▸ About this exercise:
Identify each line in the records below that contains the word "rule", and copy it.

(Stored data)
◆ ◆ ◆ ◆ ◆

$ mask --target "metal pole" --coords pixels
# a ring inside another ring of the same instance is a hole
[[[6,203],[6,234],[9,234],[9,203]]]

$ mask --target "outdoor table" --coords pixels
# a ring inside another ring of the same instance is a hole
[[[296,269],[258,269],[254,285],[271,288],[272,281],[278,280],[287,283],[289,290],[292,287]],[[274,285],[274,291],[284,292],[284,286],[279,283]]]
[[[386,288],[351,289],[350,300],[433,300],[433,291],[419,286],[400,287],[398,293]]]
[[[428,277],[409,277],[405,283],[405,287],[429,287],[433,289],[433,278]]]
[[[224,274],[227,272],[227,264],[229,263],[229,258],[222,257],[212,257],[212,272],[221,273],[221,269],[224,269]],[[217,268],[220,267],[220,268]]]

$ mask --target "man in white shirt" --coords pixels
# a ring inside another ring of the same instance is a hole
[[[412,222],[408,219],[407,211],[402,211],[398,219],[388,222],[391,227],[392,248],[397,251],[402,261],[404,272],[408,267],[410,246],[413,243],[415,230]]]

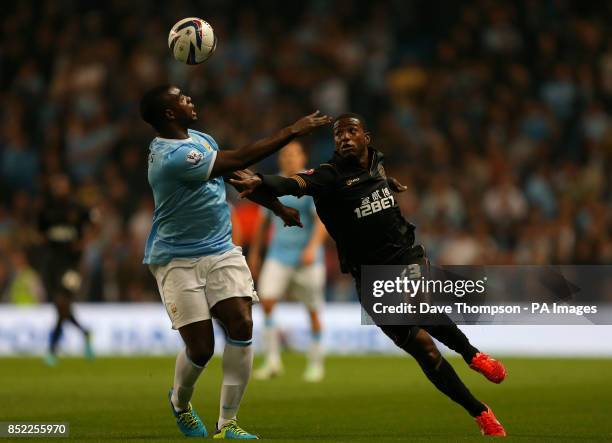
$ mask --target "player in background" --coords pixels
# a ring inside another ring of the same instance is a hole
[[[57,312],[55,328],[49,340],[45,363],[57,364],[57,346],[63,325],[70,322],[83,334],[85,357],[93,359],[91,335],[74,316],[72,298],[81,286],[79,272],[83,234],[89,224],[89,211],[72,199],[70,179],[64,174],[49,178],[49,194],[38,216],[38,227],[44,241],[41,277],[47,297]]]
[[[259,187],[278,196],[313,196],[317,213],[336,242],[341,269],[353,276],[358,292],[362,265],[418,264],[426,270],[425,251],[414,245],[415,227],[404,219],[391,193],[406,187],[386,176],[383,155],[370,146],[363,117],[339,116],[334,121],[333,136],[334,156],[314,170],[289,178],[241,172],[237,174],[240,179],[232,179],[232,183],[247,188],[242,196]],[[476,349],[445,314],[439,315],[439,320],[444,324],[378,326],[416,359],[436,388],[475,418],[484,435],[505,436],[493,411],[467,389],[432,336],[494,383],[506,377],[504,366]]]
[[[155,276],[172,327],[185,342],[168,395],[172,413],[184,435],[208,434],[190,400],[214,352],[214,317],[226,334],[214,438],[256,439],[238,426],[236,416],[253,364],[251,305],[257,294],[242,250],[232,243],[223,176],[271,155],[330,123],[330,118],[316,112],[270,137],[220,151],[210,135],[189,129],[197,113],[191,97],[178,87],[162,85],[148,91],[140,111],[157,132],[148,161],[155,211],[143,261]],[[298,212],[275,197],[261,193],[252,200],[270,208],[285,224],[300,225]]]
[[[306,154],[302,144],[293,141],[278,154],[280,174],[291,177],[306,167]],[[316,214],[312,197],[297,198],[292,195],[280,197],[282,204],[299,210],[303,229],[284,228],[277,218],[272,219],[266,211],[249,250],[249,267],[259,275],[257,295],[264,311],[263,366],[254,373],[256,379],[265,380],[283,372],[280,356],[279,331],[274,324],[273,311],[279,298],[287,294],[302,301],[308,309],[311,328],[311,343],[304,380],[318,382],[323,379],[323,346],[321,344],[321,320],[319,311],[323,304],[325,288],[325,263],[323,242],[327,232]],[[273,224],[272,238],[266,258],[261,266],[261,250]]]

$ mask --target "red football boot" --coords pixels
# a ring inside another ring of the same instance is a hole
[[[482,435],[488,435],[491,437],[505,437],[506,430],[501,425],[501,423],[495,418],[495,414],[491,408],[487,406],[486,411],[482,411],[482,413],[478,417],[474,417],[478,427],[480,427],[480,432]]]
[[[504,365],[484,352],[479,352],[474,356],[470,368],[480,372],[487,380],[493,383],[501,383],[506,378],[506,368]]]

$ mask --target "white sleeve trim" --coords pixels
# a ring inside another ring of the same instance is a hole
[[[208,180],[208,178],[210,177],[213,165],[215,164],[215,160],[217,159],[217,151],[212,151],[211,155],[212,158],[210,159],[210,163],[208,164],[208,170],[206,171],[206,177],[204,177],[204,180]]]

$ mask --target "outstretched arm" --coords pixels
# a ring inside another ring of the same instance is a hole
[[[242,174],[242,175],[241,175]],[[242,171],[235,171],[231,174],[225,176],[225,179],[228,180],[230,184],[232,184],[239,192],[244,192],[246,188],[240,184],[240,182],[236,179],[239,179],[241,176],[255,176],[252,171],[246,169]],[[251,200],[258,205],[261,205],[265,208],[271,210],[274,215],[280,217],[284,222],[285,226],[299,226],[302,227],[302,222],[300,221],[300,213],[288,206],[283,205],[271,192],[269,192],[265,188],[257,188],[253,189],[246,195],[246,198]]]
[[[333,195],[337,188],[337,174],[332,165],[323,163],[318,168],[298,172],[289,178],[239,171],[230,183],[244,188],[240,193],[241,197],[246,197],[261,187],[275,196],[311,195],[315,198],[326,198]]]
[[[271,195],[302,196],[300,186],[293,178],[279,175],[253,174],[251,171],[237,171],[229,182],[240,191],[240,197],[249,198],[254,192],[265,189]]]
[[[294,138],[306,135],[313,129],[327,125],[330,122],[330,117],[320,115],[319,111],[317,111],[302,117],[291,126],[281,129],[270,137],[263,138],[242,148],[219,151],[210,177],[219,177],[239,169],[247,168],[253,163],[278,151]]]

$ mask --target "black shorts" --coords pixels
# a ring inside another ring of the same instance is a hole
[[[41,279],[47,298],[62,295],[72,297],[80,286],[79,260],[73,255],[47,251],[41,269]]]
[[[419,265],[420,272],[426,275],[429,272],[429,259],[425,253],[425,248],[421,245],[413,246],[404,253],[398,255],[385,265]],[[361,270],[354,269],[351,271],[355,284],[357,286],[357,294],[361,302]],[[417,325],[379,325],[376,324],[393,342],[399,346],[405,346],[410,343],[421,329]]]

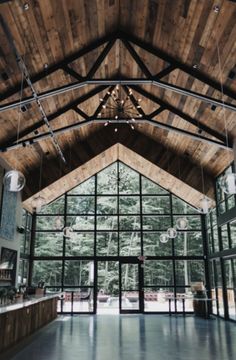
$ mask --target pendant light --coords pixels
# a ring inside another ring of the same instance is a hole
[[[174,239],[176,238],[177,236],[177,231],[174,227],[170,227],[168,230],[167,230],[167,236],[170,238],[170,239]]]
[[[21,71],[21,90],[20,90],[20,106],[18,109],[18,119],[17,119],[17,134],[16,134],[16,144],[19,141],[19,132],[20,132],[20,120],[21,120],[21,100],[23,94],[23,82],[24,82],[24,73]],[[25,176],[18,170],[13,169],[7,171],[3,178],[3,184],[7,191],[10,192],[19,192],[25,186]]]
[[[176,220],[176,227],[178,230],[187,230],[188,228],[188,220],[184,217],[178,218]]]
[[[167,243],[168,240],[169,240],[169,236],[168,236],[167,234],[161,234],[161,235],[160,235],[160,242],[161,242],[162,244]]]
[[[25,177],[20,171],[10,170],[6,172],[3,184],[7,191],[19,192],[25,186]]]

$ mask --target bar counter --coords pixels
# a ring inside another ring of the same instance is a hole
[[[0,306],[0,353],[54,320],[59,296],[30,296],[20,303]]]

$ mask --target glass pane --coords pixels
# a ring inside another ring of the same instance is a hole
[[[62,256],[63,233],[62,232],[36,232],[35,233],[35,256]]]
[[[68,214],[94,214],[94,196],[67,196]]]
[[[139,174],[123,163],[119,163],[119,193],[139,194]]]
[[[222,246],[223,249],[229,248],[229,237],[228,237],[228,226],[224,225],[221,227],[221,239],[222,239]]]
[[[169,214],[169,196],[143,196],[142,206],[144,214]]]
[[[97,216],[97,230],[117,230],[117,216]]]
[[[65,261],[64,284],[66,286],[91,286],[94,279],[93,261]]]
[[[140,197],[139,196],[120,196],[119,197],[120,214],[139,214]]]
[[[93,312],[93,288],[64,289],[63,312]]]
[[[28,284],[29,261],[20,259],[18,272],[18,285]]]
[[[167,230],[169,227],[170,216],[143,216],[143,230]]]
[[[121,291],[121,308],[122,310],[139,310],[139,293],[138,291]]]
[[[120,216],[120,230],[140,229],[140,216]]]
[[[66,238],[66,256],[93,256],[94,233],[73,232],[71,238]]]
[[[192,282],[205,282],[202,260],[176,260],[176,284],[189,286]]]
[[[175,255],[178,256],[201,256],[203,255],[202,233],[178,232],[174,239]]]
[[[181,216],[173,216],[174,226],[176,226],[176,221]],[[184,216],[188,220],[188,230],[201,230],[201,216],[193,215],[193,216]]]
[[[213,227],[213,241],[214,241],[214,252],[219,251],[219,238],[218,238],[218,228],[217,226]]]
[[[236,320],[236,259],[225,260],[225,275],[229,318]]]
[[[108,166],[97,174],[98,194],[117,194],[117,163]]]
[[[176,310],[177,312],[193,311],[193,295],[190,288],[176,288]]]
[[[121,289],[139,290],[139,265],[121,263]]]
[[[120,256],[139,256],[140,254],[140,233],[120,232]]]
[[[64,224],[64,216],[37,216],[36,230],[58,230],[58,222]]]
[[[97,263],[97,313],[119,314],[119,263]]]
[[[231,195],[228,199],[227,199],[227,208],[228,210],[232,209],[233,207],[235,207],[235,196]]]
[[[116,196],[98,196],[97,213],[98,214],[117,214]]]
[[[198,214],[196,208],[190,206],[185,201],[172,195],[173,214]]]
[[[67,216],[66,223],[74,230],[94,230],[94,216]]]
[[[168,191],[142,176],[142,194],[168,194]]]
[[[143,251],[145,256],[170,256],[172,255],[172,241],[160,242],[161,232],[143,233]]]
[[[146,260],[144,263],[144,286],[169,286],[174,284],[171,260]]]
[[[76,186],[74,189],[69,191],[68,195],[77,195],[77,194],[94,194],[95,193],[95,177],[91,177],[90,179],[84,181],[80,185]]]
[[[236,248],[236,222],[230,224],[231,247]]]
[[[65,196],[61,196],[50,204],[43,206],[39,214],[64,214]]]
[[[57,260],[35,260],[33,262],[32,285],[44,281],[45,286],[61,285],[62,263]]]
[[[97,232],[97,256],[118,255],[118,233]]]
[[[160,287],[145,287],[144,289],[144,311],[145,312],[169,312],[175,311],[174,289]]]

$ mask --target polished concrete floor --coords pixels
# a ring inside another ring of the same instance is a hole
[[[166,315],[59,317],[7,359],[235,360],[236,325]]]

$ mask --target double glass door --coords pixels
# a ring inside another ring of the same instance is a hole
[[[139,313],[144,310],[143,268],[139,261],[119,263],[120,313]]]

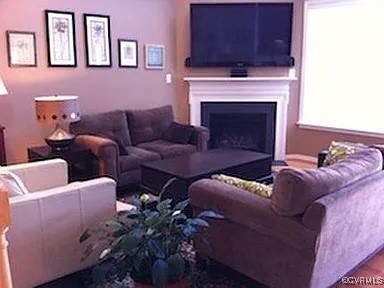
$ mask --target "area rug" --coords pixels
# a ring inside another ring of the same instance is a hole
[[[89,271],[81,271],[37,288],[88,288]],[[189,280],[190,288],[267,288],[218,263],[198,265]]]

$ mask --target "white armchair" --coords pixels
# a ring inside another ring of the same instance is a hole
[[[116,213],[116,183],[102,177],[68,184],[61,159],[17,164],[29,194],[10,198],[7,233],[14,288],[31,288],[96,263],[82,262],[81,233]]]

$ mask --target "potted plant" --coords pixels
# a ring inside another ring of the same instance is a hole
[[[132,201],[136,209],[120,212],[84,231],[80,237],[86,246],[84,257],[102,250],[99,263],[93,268],[95,283],[111,287],[107,284],[122,281],[128,275],[135,282],[162,288],[183,277],[189,264],[185,247],[196,236],[206,240],[204,230],[209,223],[204,218],[222,216],[202,211],[193,217],[184,212],[189,200],[173,207],[171,199],[160,200],[173,181],[166,183],[154,203],[148,203],[149,197],[143,194]]]

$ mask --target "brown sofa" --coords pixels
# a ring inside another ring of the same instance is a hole
[[[172,106],[84,115],[70,130],[95,155],[99,176],[118,186],[140,181],[140,164],[204,151],[209,139],[205,127],[174,122]]]
[[[225,216],[198,249],[269,287],[329,287],[384,243],[383,155],[375,148],[328,167],[284,169],[271,199],[212,179],[189,193],[195,210]]]

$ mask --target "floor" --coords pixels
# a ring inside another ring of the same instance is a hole
[[[315,158],[301,158],[301,157],[291,157],[287,161],[288,166],[295,167],[295,168],[314,168],[316,167],[316,159]],[[283,168],[286,168],[286,166],[279,166],[274,167],[274,171],[279,171]],[[358,278],[357,278],[358,277]],[[43,285],[39,288],[66,288],[66,287],[83,287],[80,284],[80,279],[71,279],[68,277],[68,279],[62,279],[64,281],[55,281],[54,283]],[[346,288],[353,286],[354,288],[362,288],[362,287],[384,287],[384,250],[379,252],[377,255],[375,255],[373,258],[371,258],[369,261],[367,261],[364,265],[359,267],[355,272],[353,272],[350,275],[350,278],[346,279],[349,283],[343,284],[340,280],[340,283],[336,283],[333,288]],[[369,285],[369,283],[366,282],[366,285],[364,285],[363,281],[374,281],[372,283],[376,283],[376,285]],[[352,285],[352,282],[355,282],[354,285]],[[381,284],[382,283],[382,284]],[[378,285],[381,284],[381,285]],[[79,285],[79,286],[77,286]]]

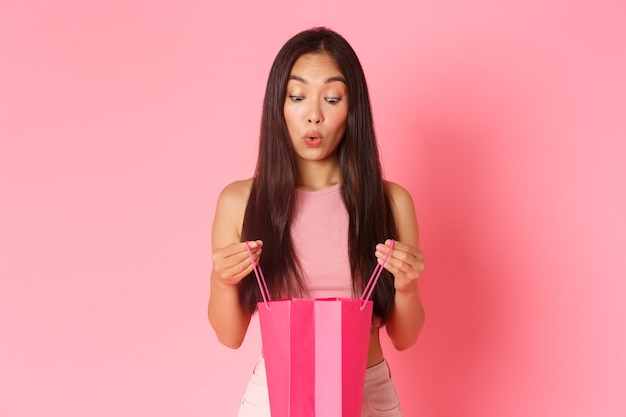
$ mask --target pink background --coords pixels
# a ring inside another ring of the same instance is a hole
[[[624,416],[621,0],[0,1],[0,416],[234,416],[206,319],[216,197],[271,61],[344,34],[414,196],[407,417]],[[388,341],[385,344],[389,347]]]

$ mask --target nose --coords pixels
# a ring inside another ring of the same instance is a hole
[[[309,123],[320,124],[324,120],[322,116],[322,109],[320,108],[318,103],[313,103],[311,108],[309,109]]]
[[[319,117],[309,117],[309,123],[319,124],[322,120]]]

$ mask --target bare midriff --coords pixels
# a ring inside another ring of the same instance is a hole
[[[384,359],[383,348],[380,346],[380,327],[372,327],[370,332],[370,346],[367,354],[367,367],[378,365]]]

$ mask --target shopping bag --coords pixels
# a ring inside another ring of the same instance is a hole
[[[361,416],[372,324],[369,298],[390,253],[376,265],[360,299],[272,300],[255,264],[272,417]]]

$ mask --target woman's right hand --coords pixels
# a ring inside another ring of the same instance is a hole
[[[254,263],[259,262],[263,242],[261,240],[248,241]],[[222,248],[213,250],[214,277],[224,285],[237,285],[252,272],[254,265],[250,260],[246,242],[231,243]]]

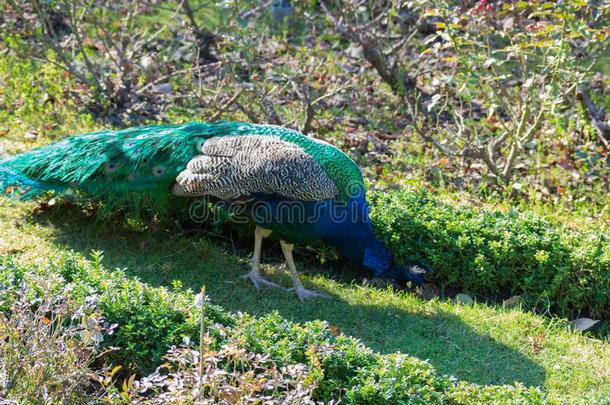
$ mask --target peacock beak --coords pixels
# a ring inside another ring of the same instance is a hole
[[[421,268],[419,266],[411,266],[409,269],[409,273],[411,274],[425,274],[427,273],[426,269]]]
[[[431,274],[432,273],[432,269],[422,263],[413,263],[410,266],[408,266],[408,268],[409,268],[409,273],[411,273],[412,275],[426,274],[426,273]]]

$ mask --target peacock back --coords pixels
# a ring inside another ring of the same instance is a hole
[[[311,201],[348,199],[364,186],[356,164],[334,146],[241,122],[99,131],[0,162],[0,191],[22,199],[75,192],[116,208],[144,203],[162,211],[174,194],[215,195],[210,187],[220,198],[272,192]]]

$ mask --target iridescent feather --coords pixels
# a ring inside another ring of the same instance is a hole
[[[204,143],[229,135],[275,136],[298,146],[332,179],[340,198],[363,188],[354,162],[327,143],[270,125],[192,122],[77,135],[14,156],[0,162],[0,191],[22,199],[74,191],[117,209],[146,204],[162,211],[175,198],[176,177]]]

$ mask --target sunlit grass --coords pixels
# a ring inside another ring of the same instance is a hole
[[[69,78],[62,72],[51,68],[36,70],[3,56],[0,79],[0,156],[103,126],[70,101],[63,90]],[[51,101],[39,103],[45,97]],[[173,117],[187,120],[189,113],[175,111]],[[25,136],[33,130],[35,137]],[[422,180],[426,176],[422,169],[426,156],[407,155],[414,152],[415,146],[403,146],[399,142],[392,144],[396,157],[380,178],[375,177],[372,167],[365,171],[375,186],[390,188],[397,180],[429,186],[430,182]],[[397,175],[392,168],[416,171]],[[510,209],[510,203],[499,197],[482,203],[472,193],[456,192],[442,184],[435,187],[435,192],[447,201],[464,205]],[[608,201],[607,194],[600,198],[602,203],[603,198]],[[585,203],[572,210],[525,202],[522,206],[575,227],[587,227],[596,218],[608,218],[608,211],[602,209],[591,219]],[[36,211],[36,203],[0,199],[0,254],[15,255],[24,263],[44,263],[58,251],[74,250],[84,258],[91,250],[101,250],[106,267],[125,268],[130,277],[148,284],[169,286],[178,280],[181,288],[193,290],[205,284],[211,300],[230,311],[260,316],[277,310],[296,322],[325,320],[333,330],[357,337],[378,352],[400,351],[427,359],[440,373],[465,381],[539,385],[551,397],[565,401],[610,399],[610,345],[571,332],[564,320],[483,304],[424,301],[413,294],[350,281],[350,269],[320,270],[320,266],[311,263],[303,265],[303,256],[298,259],[306,272],[305,283],[333,298],[301,305],[293,294],[275,290],[259,293],[238,279],[247,271],[247,245],[234,249],[226,240],[210,238],[203,232],[180,235],[164,229],[129,231],[119,224],[96,222],[73,207],[50,208],[40,214]],[[289,286],[289,277],[278,270],[279,256],[274,254],[277,246],[268,241],[265,248],[265,269],[270,277]],[[338,277],[338,273],[347,276]]]
[[[260,316],[274,310],[286,319],[328,321],[337,332],[357,337],[381,353],[403,352],[427,359],[442,374],[478,384],[543,386],[554,398],[610,396],[610,345],[573,333],[565,321],[518,309],[451,301],[424,301],[413,294],[338,279],[329,269],[303,268],[307,285],[332,296],[305,305],[288,292],[263,290],[238,276],[247,271],[246,246],[219,247],[219,240],[163,230],[129,231],[95,223],[76,208],[48,208],[31,217],[35,204],[2,200],[0,254],[43,263],[58,251],[88,257],[102,250],[108,268],[125,268],[151,285],[198,290],[207,286],[213,303]],[[266,242],[266,271],[290,285],[278,270],[277,246]],[[230,250],[230,251],[227,251]],[[270,254],[271,253],[271,254]],[[304,262],[301,258],[301,263]],[[350,274],[349,269],[337,269]]]

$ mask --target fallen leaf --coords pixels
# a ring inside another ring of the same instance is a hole
[[[35,129],[32,129],[30,131],[27,131],[23,137],[27,140],[33,141],[34,139],[38,138],[38,131],[36,131]]]
[[[527,337],[527,343],[529,344],[532,351],[536,354],[540,353],[543,348],[545,335],[544,333],[540,333],[534,336]]]
[[[521,302],[521,296],[520,295],[513,295],[512,297],[504,300],[504,306],[505,307],[512,307],[512,306],[517,305],[519,302]]]
[[[335,325],[328,325],[328,331],[333,336],[339,336],[341,334],[341,328]]]
[[[457,302],[458,304],[470,305],[474,302],[474,300],[468,294],[459,293],[455,296],[455,302]]]
[[[572,327],[574,329],[579,330],[581,332],[584,332],[586,330],[593,328],[598,323],[599,323],[598,320],[591,319],[591,318],[578,318],[578,319],[574,319],[573,321],[570,321],[570,325],[572,325]]]

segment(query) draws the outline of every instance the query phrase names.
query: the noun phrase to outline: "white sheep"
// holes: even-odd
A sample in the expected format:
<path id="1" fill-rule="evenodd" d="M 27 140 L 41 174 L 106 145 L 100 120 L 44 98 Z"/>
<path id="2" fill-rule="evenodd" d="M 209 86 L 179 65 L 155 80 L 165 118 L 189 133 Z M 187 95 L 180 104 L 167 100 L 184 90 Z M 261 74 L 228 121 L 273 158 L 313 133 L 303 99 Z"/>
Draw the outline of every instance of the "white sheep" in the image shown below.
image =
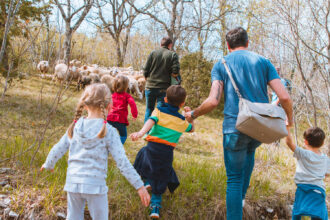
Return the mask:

◆ ◆ ◆ ◆ ◆

▸ Response:
<path id="1" fill-rule="evenodd" d="M 27 140 L 41 174 L 106 145 L 100 120 L 44 98 Z"/>
<path id="2" fill-rule="evenodd" d="M 209 86 L 179 65 L 155 80 L 165 118 L 189 133 Z M 187 95 L 180 104 L 167 100 L 184 90 Z M 261 74 L 228 121 L 273 158 L 313 133 L 303 99 Z"/>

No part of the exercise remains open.